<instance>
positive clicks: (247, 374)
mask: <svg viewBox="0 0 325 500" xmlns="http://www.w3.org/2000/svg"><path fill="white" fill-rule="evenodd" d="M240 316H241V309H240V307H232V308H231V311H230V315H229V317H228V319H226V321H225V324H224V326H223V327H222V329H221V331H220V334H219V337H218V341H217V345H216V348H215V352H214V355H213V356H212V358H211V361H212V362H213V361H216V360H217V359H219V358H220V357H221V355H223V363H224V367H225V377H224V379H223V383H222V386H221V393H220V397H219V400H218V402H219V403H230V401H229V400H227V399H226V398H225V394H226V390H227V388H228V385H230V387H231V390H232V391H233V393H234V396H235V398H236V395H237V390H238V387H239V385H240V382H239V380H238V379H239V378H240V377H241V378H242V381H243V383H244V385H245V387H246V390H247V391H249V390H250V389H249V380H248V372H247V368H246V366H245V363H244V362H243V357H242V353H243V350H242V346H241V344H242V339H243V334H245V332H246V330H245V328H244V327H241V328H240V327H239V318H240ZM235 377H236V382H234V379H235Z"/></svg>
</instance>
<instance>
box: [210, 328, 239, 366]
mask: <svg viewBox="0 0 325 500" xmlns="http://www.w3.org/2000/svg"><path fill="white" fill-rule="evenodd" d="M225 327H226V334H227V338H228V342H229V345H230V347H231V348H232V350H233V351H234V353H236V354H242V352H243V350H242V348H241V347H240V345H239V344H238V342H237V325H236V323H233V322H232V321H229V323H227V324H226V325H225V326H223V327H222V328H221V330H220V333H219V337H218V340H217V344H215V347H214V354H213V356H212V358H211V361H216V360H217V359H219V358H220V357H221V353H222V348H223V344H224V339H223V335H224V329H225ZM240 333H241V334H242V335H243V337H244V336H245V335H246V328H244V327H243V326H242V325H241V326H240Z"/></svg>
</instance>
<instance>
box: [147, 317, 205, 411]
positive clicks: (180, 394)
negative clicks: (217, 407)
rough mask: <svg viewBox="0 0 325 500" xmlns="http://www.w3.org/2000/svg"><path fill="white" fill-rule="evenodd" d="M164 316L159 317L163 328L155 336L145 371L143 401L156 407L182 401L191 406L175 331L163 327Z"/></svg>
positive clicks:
★ ★ ★ ★
> What is expected: All lines from the one containing "box: [147, 317, 205, 411]" to the last line of the material above must be copied exactly, and only those.

> Response below:
box: [147, 317, 205, 411]
positive clicks: (180, 394)
negative clicks: (217, 407)
rough mask: <svg viewBox="0 0 325 500" xmlns="http://www.w3.org/2000/svg"><path fill="white" fill-rule="evenodd" d="M164 316L159 317L163 328L155 336L145 371L143 401L156 407L182 401L191 406L175 331L163 327Z"/></svg>
positive clicks:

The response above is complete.